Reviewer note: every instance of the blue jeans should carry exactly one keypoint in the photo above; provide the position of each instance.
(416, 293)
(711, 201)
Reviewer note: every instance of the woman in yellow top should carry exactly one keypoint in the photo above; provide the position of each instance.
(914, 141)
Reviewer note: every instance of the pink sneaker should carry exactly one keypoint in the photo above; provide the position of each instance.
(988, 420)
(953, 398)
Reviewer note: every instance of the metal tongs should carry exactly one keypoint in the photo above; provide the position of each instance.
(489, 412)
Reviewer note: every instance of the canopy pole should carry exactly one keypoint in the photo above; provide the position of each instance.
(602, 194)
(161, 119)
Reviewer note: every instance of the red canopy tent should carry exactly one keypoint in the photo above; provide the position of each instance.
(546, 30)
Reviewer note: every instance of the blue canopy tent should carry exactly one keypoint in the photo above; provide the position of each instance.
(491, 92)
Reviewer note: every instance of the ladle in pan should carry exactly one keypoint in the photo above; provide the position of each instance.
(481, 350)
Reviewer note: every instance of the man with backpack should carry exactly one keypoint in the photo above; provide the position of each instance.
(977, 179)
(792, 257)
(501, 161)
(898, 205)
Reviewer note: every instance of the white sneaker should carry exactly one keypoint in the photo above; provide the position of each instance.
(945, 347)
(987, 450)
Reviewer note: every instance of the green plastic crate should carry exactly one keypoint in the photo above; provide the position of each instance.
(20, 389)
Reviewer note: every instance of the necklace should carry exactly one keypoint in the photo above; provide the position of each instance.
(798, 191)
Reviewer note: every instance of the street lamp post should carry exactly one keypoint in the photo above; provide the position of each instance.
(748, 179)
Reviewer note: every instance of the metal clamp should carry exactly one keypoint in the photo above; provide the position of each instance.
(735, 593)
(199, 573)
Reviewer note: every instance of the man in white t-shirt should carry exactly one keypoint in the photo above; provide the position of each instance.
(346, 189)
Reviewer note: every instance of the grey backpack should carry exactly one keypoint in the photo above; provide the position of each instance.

____

• **Action item**: Each entry above is to be duplicated exactly, with nothing left out.

• **Answer box**:
Reviewer note: every instance of the blue jeans should carry exactly one keypoint in the photo above; provide the position of each instance.
(416, 293)
(711, 201)
Reviewer note: every instance of the woman in yellow top should carry exactly one keypoint in the photo above; provide the position of each instance.
(914, 141)
Reviewer note: every instance of the pink sneaker should carry exactly one keypoint in the photo above; provide the position of each instance.
(988, 420)
(953, 398)
Reviewer note: every instance of the metal tongs should carry exactly one keypoint in the photo above; provide the position of each instance.
(489, 412)
Reviewer note: every instance of the canopy pole should carry exactly one keypoint in the photo above; provide the position of each instance.
(602, 194)
(161, 119)
Reviewer note: every instance of the red canopy tent should carry exactly one keypoint in the photo above; provide the position of each instance.
(546, 30)
Reviewer note: every instance of the blue canopy tent should carry exactly one keypoint in the photo above; provide the position of each instance.
(491, 92)
Reviewer note: every instance of the ladle in pan should carry exactly one keypoint in the photo above; provide the position of each instance.
(481, 350)
Reviewer note: every instance of the man with backpack should carry exactly one keypoint in the photo above; provide the position of each instance.
(977, 179)
(792, 257)
(501, 161)
(898, 205)
Reviewer note: every instance of the white sneaker should carry exactly one keypoint in the photo above; provide the position of each instance.
(945, 347)
(987, 450)
Reviewer note: every instance of the green plastic crate should carry exactly one keypoint in the photo above; provide the position of each instance.
(20, 389)
Reviewer note: every instance of the necklace should carry exactly one keypoint in the photo above; provide the position of each instance.
(798, 191)
Reviewer note: every instance of the street lamp post should carry exactly one keypoint in the photo above; provide the position of each instance.
(748, 179)
Reviewer note: every instance of the metal clamp should carry exactly one keypoint in the photo above; provide the position of each instance.
(735, 593)
(199, 573)
Reviewer note: every instance of the man in white t-shirt should carry exactly one keypoint in the photo above; provide the position of each instance.
(346, 189)
Reviewer note: every instance of the grey backpack should carry exactly one keypoint in the photo above; provide the position of each instance.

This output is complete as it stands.